VORGEGEBENER TEXT:
# Tearing Problem. Ganze Reihe von Lösungen ausprobiert. Mit Latein am Ende



## Fragtastic (3. März 2013)

*Tearing Problem. Ganze Reihe von Lösungen ausprobiert. Mit Latein am Ende*

Hallo,


ich habe vor kurzem meinen Rechner formatiert. Seit dem habe ich s.g "Tearing" beim Scrollen von Internetseiten und bei jeglichen Videos. Nicht nur Flash Videos, sondern auch VLC und WMP. 

Hier ein Beispiel, aufgenommen mit Smartphone: 

Zippyshare.com - IMG_2457.MOV --- Ein Video das deutchlich Tearing aufweist

http://www27.zippyshare.com/v/15857433/file.html --- Ein Win Fenster das mit der Maus schnell von r.n.l gewackelt wird. Sind diese blauen Schlieren da normal? 

Die Reihe der Lösungsanätze war lang, ich habe:

- Vsync in den Nvidia Grafiksettings emeiner GTX 570 ein und aus gestellt. Keine Abhilfe

- zu aller erst natürlich den Grafikartentreiber deinstalliert und neuinstalliert. Keine Abhilfe

- Grafikkarte ausgebaut und Monitor an OnBoard Chip gestöpselt. Keine Abhilfe, selbe Tearing Bugs.

- von einer Live CD gebootet um zu schauen ob ich Software oder Hardwarefehler vermuten muss. Softwarfehler unter Win 7 sind auszuschließen, da ich die selben Tearing Probleme unter Unbuntu hatte. 

- einen anderen Moniot mit anderem DVI Kabel angeschlossen. Keine Abhilfe. Dieser Monitor zeigt auch mit dem eigentlich dazugehörigem Rechner alles wunderbar an, nur nicht mit meinem. Ergo , muss an meinem Rechner liegen.


Da es die Grafikkarte nicht sein kann (denn selbe Problematik bei extener Grafikkarte, sowieo OnBoard Chip) muss es wohl das Mainboard, Ram oder die Festplatte sein oder? Was fiele euch noch ein ? Alle Mainboard Treiber wurden nach dem Formatieren ordnungsgemäß installiert. 


Ich bin mit meinem Latein am Ende. Es nervt ganz schön diese Linien in Videos und beim Surfen so abgehakte Website zu sehen  Ich hoffe jemand kann mir helfen 


Danke schonmal im vorraus an jeden der sich meinem Problem animmt !

ZU LÖSENDE AUFGABE:
Setze den Forenthread zum Tearing-Problem im Anschluss an seinen letzten Satz fort.

EXTRAHIERTE DATENSÄTZE:
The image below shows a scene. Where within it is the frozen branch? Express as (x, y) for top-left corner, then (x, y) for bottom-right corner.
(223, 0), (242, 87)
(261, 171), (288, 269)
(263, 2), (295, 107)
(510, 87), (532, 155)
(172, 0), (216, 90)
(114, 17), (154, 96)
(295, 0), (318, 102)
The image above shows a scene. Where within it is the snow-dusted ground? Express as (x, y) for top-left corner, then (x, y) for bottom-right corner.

ANTWORT ZUR AUFGABE:
Grüße - Frag


----------



## ΔΣΛ (3. März 2013)

*AW: Tearing Problem. Ganze Reihe von Lösungen ausprobiert. Mit Latein am Ende*

Versuche mal die Auflösung zu verringern, ist es dann besser ?


----------



## Fragtastic (3. März 2013)

*AW: Tearing Problem. Ganze Reihe von Lösungen ausprobiert. Mit Latein am Ende*

Hi AEA, 

ja ist leider gleichbleibend. Habe eine FULL HD Auflösung und drunter ist es leider das selbe Probem.


----------



## ΔΣΛ (3. März 2013)

*AW: Tearing Problem. Ganze Reihe von Lösungen ausprobiert. Mit Latein am Ende*

Vor dem Formatieren war dies nie der Fall ?

Sicher das du alle Treiber installiert hast, sehr wichtig ist auch der Chipsatz Treiber ? 
Den manche gerne mal ignorieren bzw fälschlicherweise als nicht wichtig ansehen.


----------



## Fragtastic (3. März 2013)

*AW: Tearing Problem. Ganze Reihe von Lösungen ausprobiert. Mit Latein am Ende*

Ne vorher war das nicht der Fall. Nicht das ich mich entsinnen könnte. Außer jetzt bei Spielen wenn VSync aus war, aber das war ja dann erklärbar.


Was meinst du mit Chipsatz Treiber? Den der OnBoard Karte? Habe alle Mainboard Treiber installieren lassen und danach den Grafiktreiber für die externe Karte installiert. Oder was ist mit Chipsatztreiber gemeint? 

Danke für deine Hilfe !


----------



## ΔΣΛ (3. März 2013)

*AW: Tearing Problem. Ganze Reihe von Lösungen ausprobiert. Mit Latein am Ende*

Wenn du alle Mainboard Treiber von der Mainboard CD (noch besser, die aktuelleren von der Homepage des Herstellers) hast, müsste alles Okay sein.

Hast du übertaktet ?
Liste auch mal deine ganze Hardware auf.


----------



## Fragtastic (3. März 2013)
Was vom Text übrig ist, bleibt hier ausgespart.